** begin SOURCE TEXT **
Every Man Dies Alone  is based on a true story of a husband and wife who lived in Hitler’s Berlin. This is a mid 20th city held captive by Nazism. Its population exists in a constant state of fear. Any resistance—whether real or perceived—is punishable by death and not just your death, but the death of your family, associates and friends. And yet, as Fallada tells us, resistance happened. Upon hearing of the death of their son who was killed in action, the very quiet and peaceable, Otto and Anna Quangel, decide that in this city without freedom and without hope, they are going to do something. The something is actually quite mundane—even a bit silly to our 21st c sensibilities: they drop postcards around the city: “Hitler has murdered my son.”  The Quangels will be betrayed, arrested, tortured and killed. They know this going in, and so does the reader.  We need to ask ourselves: what is Hans Fallada — who later in his career is also caught up in the Nazi mousetrap and incarcerated—trying to say to us almost 7 decades later? What are his ideas? How do they change how we live?

Fallada introduces two key themes that have influenced my reading over the last 2 years. First, that individuals must question their society’s Big Ideas. We do this to keep our politicians and journalists honest and clear in their thinking; we also do this to ensure we don’t wind up in Fallada’s Berlin.
** end SOURCE TEXT **
** begin SUPPLIED DATA **
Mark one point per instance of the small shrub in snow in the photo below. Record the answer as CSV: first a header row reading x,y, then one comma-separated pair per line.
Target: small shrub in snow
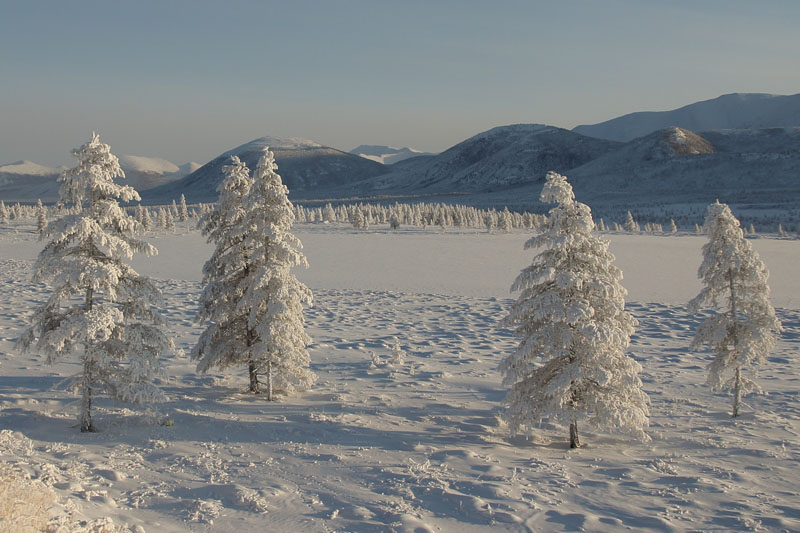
** end SUPPLIED DATA **
Set down, word for word, the whole passage about Every Man Dies Alone that appears before the data.

THE SOLUTION:
Every Man Dies Alone  is based on a true story of a husband and wife who lived in Hitler’s Berlin. This is a mid 20th city held captive by Nazism. Its population exists in a constant state of fear. Any resistance—whether real or perceived—is punishable by death and not just your death, but the death of your family, associates and friends. And yet, as Fallada tells us, resistance happened. Upon hearing of the death of their son who was killed in action, the very quiet and peaceable, Otto and Anna Quangel, decide that in this city without freedom and without hope, they are going to do something. The something is actually quite mundane—even a bit silly to our 21st c sensibilities: they drop postcards around the city: “Hitler has murdered my son.”  The Quangels will be betrayed, arrested, tortured and killed. They know this going in, and so does the reader.  We need to ask ourselves: what is Hans Fallada — who later in his career is also caught up in the Nazi mousetrap and incarcerated—trying to say to us almost 7 decades later? What are his ideas? How do they change how we live?

Fallada introduces two key themes that have influenced my reading over the last 2 years. First, that individuals must question their society’s Big Ideas. We do this to keep our politicians and journalists honest and clear in their thinking; we also do this to ensure we don’t wind up in Fallada’s Berlin.